Mietengesetz §19 (1)
Mietengesetz §21 (2)

Kopf

SZ 36/31

Spruch

Der bei einer Änderungskündigung in sinngemäßer Anwendung des § 21

(2) MietG. zu fassende Beschluß über das Ausmaß der gerechtfertigten Zinserhöhung und die Höhe des daraus zu errechnenden Rückstandes ist für die im Urteil vorzunehmende Beurteilung der Zulässigkeit der Änderungskündigung nicht bindend.

Entscheidung vom 27. Februar 1963, 6 Ob 19/63.

I. Instanz: Bezirksgericht Innere Stadt - Wien; II. Instanz:

Landesgericht für Zivilrechtssachen Wien.

Text

Die Klägerin ist Eigentümerin eines Hauses, in welchem der Erstbeklagte die Wohnung Nr. 7, die Zweitbeklagte die Wohnung Nr. 2 und der Drittbeklagte die Wohnung Nr. 3 gemietet haben.

Mit den vorliegenden, am 25. Mai 1960 gesondert eingebrachten Kündigungen machte die Klägerin geltend, die Bestandobjekte unterlägen hinsichtlich der Zinsbildung weder den Bestimmungen des Mietengesetzes noch jenen des Preisstopgesetzes, es sei bereits in früheren Rechtssachen rechtskräftig festgestellt worden, daß die Voraussetzungen sogenannter Änderungskündigungen gegeben seien; nunmehr habe sich die Notwendigkeit zur Durchführung weiterer Arbeiten ergeben; unter Berücksichtigung des Kostenaufwandes, eines Mietzinsdefizits, der Geldbeschaffungskosten usw. ergebe sich ein Gesamterfordernis von 187.076 S 62 g bzw. unter Berücksichtigung einer Laufzeit von zehn Jahren für ein aufzunehmendes Darlehen ein monatliches Erfordernis von 2249 S 90 g; daraus errechne sich für die Wohnung des Erstbeklagten eine Betrag von 252 S 11 g, für die Wohnungen der beiden anderen Beklagten ein Betrag von je 89 S 74 g; zu den so geänderten Bedingungen werde den Beklagten die Fortsetzung ihrer Mietverhältnisse angeboten.
==================================================
* AUFGABE 1 *
Überarbeiten Sie den Abschnitt der Gerichtsentscheidung zwischen „Mietengesetz §21 (2)“ und „Änderungskündigung nicht bindend.“ einschließlich, indem Sie „Änderungskündigung“ durch „Aufkündigung“ ersetzen.
* AUFGABE 2 *
Fassen Sie den Absatz der Gerichtsentscheidung, der mit „Mit den vorliegenden, am 25. Mai 1960“ beginnt, als Stichpunktliste zusammen, ohne seine wesentlichen Angaben wegzulassen.
* AUFGABE 3 *
Führen Sie die Gerichtsentscheidung zu den Änderungskündigungen im Anschluss an ihren letzten Satz fort.
==================================================
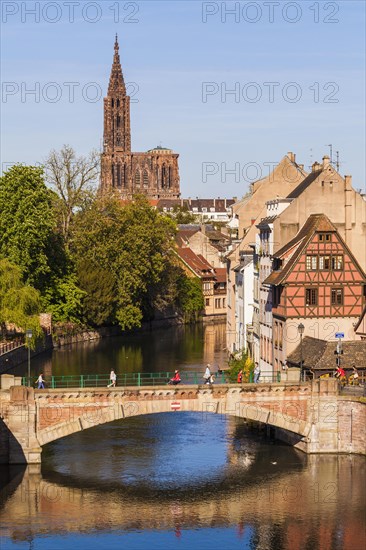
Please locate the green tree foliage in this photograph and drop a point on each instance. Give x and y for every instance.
(64, 299)
(241, 361)
(190, 296)
(73, 179)
(19, 303)
(100, 290)
(181, 215)
(27, 225)
(134, 244)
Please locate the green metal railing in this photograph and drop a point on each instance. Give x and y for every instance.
(124, 379)
(133, 379)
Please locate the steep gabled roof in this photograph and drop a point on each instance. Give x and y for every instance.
(196, 263)
(220, 273)
(304, 184)
(319, 354)
(315, 222)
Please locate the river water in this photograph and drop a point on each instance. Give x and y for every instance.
(177, 480)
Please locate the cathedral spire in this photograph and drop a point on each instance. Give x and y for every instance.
(116, 81)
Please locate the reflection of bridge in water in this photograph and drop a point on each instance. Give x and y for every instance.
(303, 504)
(311, 416)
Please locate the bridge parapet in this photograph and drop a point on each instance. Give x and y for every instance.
(306, 414)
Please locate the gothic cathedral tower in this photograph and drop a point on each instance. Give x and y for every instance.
(155, 173)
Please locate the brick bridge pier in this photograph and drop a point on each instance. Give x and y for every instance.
(311, 416)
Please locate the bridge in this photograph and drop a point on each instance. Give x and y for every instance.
(311, 416)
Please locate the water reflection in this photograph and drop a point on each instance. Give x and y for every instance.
(227, 488)
(182, 347)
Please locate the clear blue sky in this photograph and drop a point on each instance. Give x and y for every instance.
(169, 52)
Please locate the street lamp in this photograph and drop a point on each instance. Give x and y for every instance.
(300, 330)
(28, 334)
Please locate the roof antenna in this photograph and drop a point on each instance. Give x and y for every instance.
(331, 152)
(311, 159)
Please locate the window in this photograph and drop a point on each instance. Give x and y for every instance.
(145, 178)
(311, 263)
(337, 296)
(337, 263)
(311, 296)
(137, 178)
(325, 237)
(324, 263)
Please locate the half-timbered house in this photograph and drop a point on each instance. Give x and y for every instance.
(316, 282)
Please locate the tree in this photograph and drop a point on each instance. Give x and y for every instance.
(134, 244)
(73, 179)
(64, 299)
(190, 295)
(28, 235)
(182, 215)
(99, 286)
(19, 303)
(241, 361)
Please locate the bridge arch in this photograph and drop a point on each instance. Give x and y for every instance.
(312, 415)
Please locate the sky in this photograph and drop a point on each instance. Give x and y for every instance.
(230, 86)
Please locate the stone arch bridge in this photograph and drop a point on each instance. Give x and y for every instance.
(311, 416)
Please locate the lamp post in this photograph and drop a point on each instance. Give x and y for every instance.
(28, 334)
(301, 329)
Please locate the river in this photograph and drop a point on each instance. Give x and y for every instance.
(177, 480)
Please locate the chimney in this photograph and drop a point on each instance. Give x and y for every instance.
(348, 209)
(326, 161)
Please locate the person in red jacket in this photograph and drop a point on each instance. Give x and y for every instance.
(340, 374)
(176, 378)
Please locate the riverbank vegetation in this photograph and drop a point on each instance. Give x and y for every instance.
(86, 259)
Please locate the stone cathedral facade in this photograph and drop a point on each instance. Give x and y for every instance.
(154, 173)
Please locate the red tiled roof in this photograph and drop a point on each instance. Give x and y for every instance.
(315, 222)
(197, 264)
(319, 354)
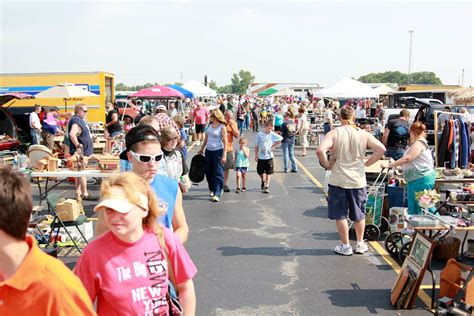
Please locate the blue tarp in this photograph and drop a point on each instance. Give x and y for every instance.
(187, 93)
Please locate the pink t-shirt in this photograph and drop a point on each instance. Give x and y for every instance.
(201, 115)
(132, 279)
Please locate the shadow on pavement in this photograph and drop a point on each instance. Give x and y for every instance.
(322, 236)
(274, 251)
(311, 189)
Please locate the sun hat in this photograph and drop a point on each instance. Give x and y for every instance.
(138, 134)
(118, 201)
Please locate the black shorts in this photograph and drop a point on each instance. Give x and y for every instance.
(265, 166)
(200, 128)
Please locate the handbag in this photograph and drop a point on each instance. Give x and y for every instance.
(175, 308)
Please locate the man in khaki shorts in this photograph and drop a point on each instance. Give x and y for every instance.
(347, 194)
(232, 131)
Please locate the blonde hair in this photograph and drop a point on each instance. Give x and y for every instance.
(131, 184)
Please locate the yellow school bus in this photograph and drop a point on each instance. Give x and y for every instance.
(101, 83)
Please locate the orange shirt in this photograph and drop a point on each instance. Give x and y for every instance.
(230, 135)
(43, 285)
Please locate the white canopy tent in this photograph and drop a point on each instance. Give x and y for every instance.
(347, 88)
(198, 89)
(383, 90)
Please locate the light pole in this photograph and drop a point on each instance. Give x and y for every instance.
(409, 55)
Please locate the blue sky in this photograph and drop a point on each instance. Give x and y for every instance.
(278, 41)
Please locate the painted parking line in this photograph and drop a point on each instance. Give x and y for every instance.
(424, 297)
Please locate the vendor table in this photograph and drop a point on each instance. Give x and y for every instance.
(63, 175)
(441, 181)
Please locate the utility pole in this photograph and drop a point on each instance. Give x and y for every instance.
(409, 55)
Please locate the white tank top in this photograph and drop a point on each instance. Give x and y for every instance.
(423, 162)
(348, 171)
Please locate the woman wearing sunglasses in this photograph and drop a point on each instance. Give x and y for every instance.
(215, 143)
(173, 164)
(126, 270)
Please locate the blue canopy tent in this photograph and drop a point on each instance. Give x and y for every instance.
(186, 93)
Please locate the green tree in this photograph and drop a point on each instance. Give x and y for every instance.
(240, 81)
(424, 77)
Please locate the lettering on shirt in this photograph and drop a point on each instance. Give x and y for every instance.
(154, 268)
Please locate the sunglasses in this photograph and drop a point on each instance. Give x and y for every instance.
(146, 158)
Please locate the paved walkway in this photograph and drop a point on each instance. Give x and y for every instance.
(272, 254)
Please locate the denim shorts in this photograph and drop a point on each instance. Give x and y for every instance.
(346, 202)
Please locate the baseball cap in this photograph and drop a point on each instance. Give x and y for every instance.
(118, 201)
(138, 134)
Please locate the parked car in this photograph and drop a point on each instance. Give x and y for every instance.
(9, 133)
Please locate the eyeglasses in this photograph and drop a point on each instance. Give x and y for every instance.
(146, 158)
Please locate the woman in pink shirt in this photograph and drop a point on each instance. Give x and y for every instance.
(126, 270)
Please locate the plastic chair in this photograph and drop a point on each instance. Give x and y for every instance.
(38, 152)
(52, 200)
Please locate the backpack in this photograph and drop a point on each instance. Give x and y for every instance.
(197, 170)
(401, 133)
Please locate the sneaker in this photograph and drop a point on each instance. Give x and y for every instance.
(343, 250)
(361, 248)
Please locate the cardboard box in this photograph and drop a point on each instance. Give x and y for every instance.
(68, 210)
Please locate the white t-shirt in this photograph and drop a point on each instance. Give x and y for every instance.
(34, 120)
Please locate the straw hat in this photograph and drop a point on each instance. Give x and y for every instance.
(219, 116)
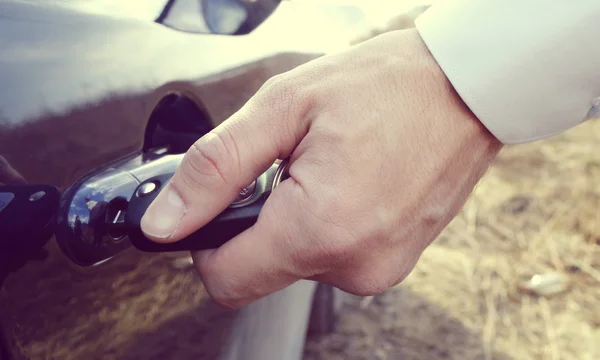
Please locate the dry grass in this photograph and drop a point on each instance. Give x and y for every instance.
(537, 211)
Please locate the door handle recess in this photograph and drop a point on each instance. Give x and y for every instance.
(239, 216)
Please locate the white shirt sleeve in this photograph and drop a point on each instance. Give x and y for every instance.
(527, 69)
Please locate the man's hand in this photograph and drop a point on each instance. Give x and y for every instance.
(383, 155)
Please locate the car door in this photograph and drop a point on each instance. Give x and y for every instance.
(91, 104)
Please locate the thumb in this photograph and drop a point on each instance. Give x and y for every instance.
(222, 162)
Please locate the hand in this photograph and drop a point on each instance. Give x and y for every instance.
(384, 154)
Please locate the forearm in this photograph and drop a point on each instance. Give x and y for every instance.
(527, 69)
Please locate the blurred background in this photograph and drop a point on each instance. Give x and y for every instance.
(515, 276)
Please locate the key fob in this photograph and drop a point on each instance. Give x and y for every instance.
(224, 227)
(239, 216)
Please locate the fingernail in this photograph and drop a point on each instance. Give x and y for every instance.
(164, 214)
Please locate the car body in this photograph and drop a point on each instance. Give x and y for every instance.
(86, 98)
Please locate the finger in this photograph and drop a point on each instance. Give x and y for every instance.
(259, 261)
(218, 165)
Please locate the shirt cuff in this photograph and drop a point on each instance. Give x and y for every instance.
(527, 70)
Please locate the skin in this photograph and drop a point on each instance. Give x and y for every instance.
(384, 154)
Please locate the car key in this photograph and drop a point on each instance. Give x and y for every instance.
(239, 216)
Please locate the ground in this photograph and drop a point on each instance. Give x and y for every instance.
(534, 213)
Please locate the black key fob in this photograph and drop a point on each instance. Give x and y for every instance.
(241, 215)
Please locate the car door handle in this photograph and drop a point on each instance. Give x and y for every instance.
(99, 215)
(239, 216)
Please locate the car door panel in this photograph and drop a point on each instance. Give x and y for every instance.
(78, 93)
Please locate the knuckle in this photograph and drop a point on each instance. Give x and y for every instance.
(369, 284)
(287, 96)
(206, 162)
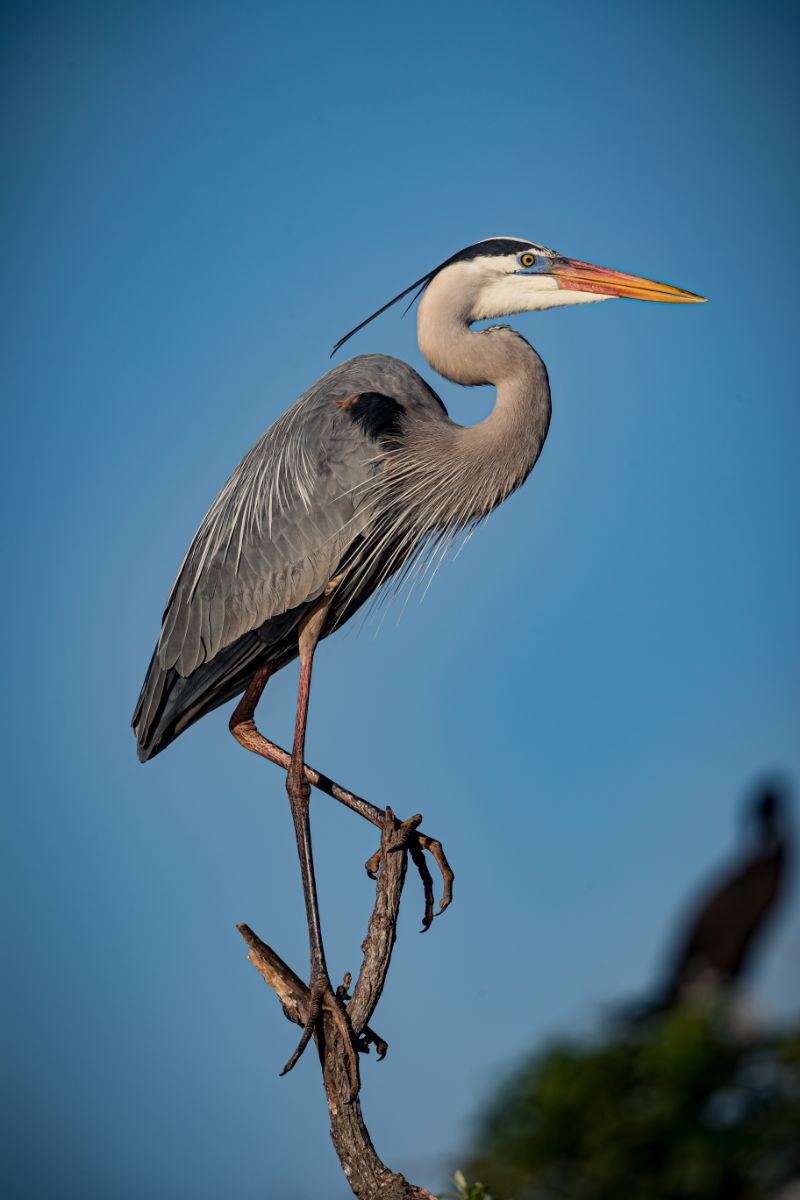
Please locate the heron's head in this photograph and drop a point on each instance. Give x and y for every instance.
(501, 276)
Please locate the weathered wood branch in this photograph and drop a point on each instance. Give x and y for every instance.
(367, 1175)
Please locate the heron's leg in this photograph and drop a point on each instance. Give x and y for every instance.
(322, 997)
(242, 726)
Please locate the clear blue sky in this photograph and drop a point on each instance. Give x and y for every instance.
(199, 199)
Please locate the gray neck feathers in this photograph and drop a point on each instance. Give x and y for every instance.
(440, 483)
(495, 455)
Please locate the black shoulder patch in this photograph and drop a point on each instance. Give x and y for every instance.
(379, 417)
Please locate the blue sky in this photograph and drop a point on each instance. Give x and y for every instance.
(199, 199)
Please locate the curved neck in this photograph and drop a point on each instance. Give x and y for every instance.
(503, 448)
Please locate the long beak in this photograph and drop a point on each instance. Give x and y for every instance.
(576, 276)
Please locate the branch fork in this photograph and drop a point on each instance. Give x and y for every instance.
(368, 1177)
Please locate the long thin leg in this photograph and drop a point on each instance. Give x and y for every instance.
(242, 726)
(299, 790)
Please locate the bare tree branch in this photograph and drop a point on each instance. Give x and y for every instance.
==================================================
* ERGEBNIS 1 *
Mietengesetz §21 (2)

Kopf

SZ 36/31

Spruch

Der bei einer Aufkündigung in sinngemäßer Anwendung des § 21

(2) MietG. zu fassende Beschluß über das Ausmaß der gerechtfertigten Zinserhöhung und die Höhe des daraus zu errechnenden Rückstandes ist für die im Urteil vorzunehmende Beurteilung der Zulässigkeit der Aufkündigung nicht bindend.

* ERGEBNIS 2 *
- Die Klägerin brachte die Kündigungen am 25. Mai 1960 gesondert ein.
- Nach ihrer Darstellung unterliegen die Bestandobjekte bei der Zinsbildung weder dem Mietengesetz noch dem Preisstopgesetz.
- In früheren Rechtssachen sei bereits rechtskräftig festgestellt worden, dass die Voraussetzungen für Änderungskündigungen gegeben sind.
- Nunmehr seien weitere Arbeiten notwendig geworden.
- Unter Berücksichtigung von Kostenaufwand, Mietzinsdefizit, Geldbeschaffungskosten usw. ergebe sich ein Gesamterfordernis von 187.076 S 62 g.
- Bei einem Darlehen mit zehn Jahren Laufzeit entspreche dies einem monatlichen Erfordernis von 2249 S 90 g.
- Auf die Wohnung des Erstbeklagten entfielen daraus 252 S 11 g, auf die Wohnungen der beiden anderen Beklagten je 89 S 74 g.
- Den Beklagten wurde die Fortsetzung ihrer Mietverhältnisse zu diesen geänderten Bedingungen angeboten.

* ERGEBNIS 3 *
Der Erstrichter setzte nun in sinngemäßer Anwendung der Bestimmung des § 21 (2) MietG. auf Grund des von den Parteien anerkannten Gutachtens des Sachverständigen Ing. S. den auf die drei Wohnungen ab 1. September 1960 entfallenden Hauptmietzins in einer für verschiedene Zeiträume bis inklusive ab 1. April 1971 gestaffelten Höhe ziffernmäßig fest und sprach aus, daß der ab 1. September 1960 bis 31. Oktober 1962 aufgelaufene Rückstand beim Erstbeklagten 4669 S 25 g, bei der Zweitbeklagten 1437 S 25 g und beim Drittbeklagten 1657 S 19 g betrage. In der Begründung seines Beschlusses führte er noch aus, die grundsätzliche Berechtigung der Klägerin zu Änderungskündigungen sei bereits in einem Vorprozeß mit rechtskräftigem Beschluß vom 23. Juni 1958 festgestellt worden, weshalb sich diesbezüglich weitere Erwägungen erübrigten.

Die Beklagten erklärten in ihrem dagegen erhobenen Rekurs ausdrücklich, die ziffernmäßige Höhe der vom Erstrichter festgesetzten Mietzinse nicht zu bekämpfen, es werde lediglich dessen Rechtsansicht angefochten, daß mit Rücksicht auf den in einem Vorprozeß ergangenen Beschluß die Berechtigung der Klägerin zu Änderungskündigungen nicht mehr geprüft zu werden brauche.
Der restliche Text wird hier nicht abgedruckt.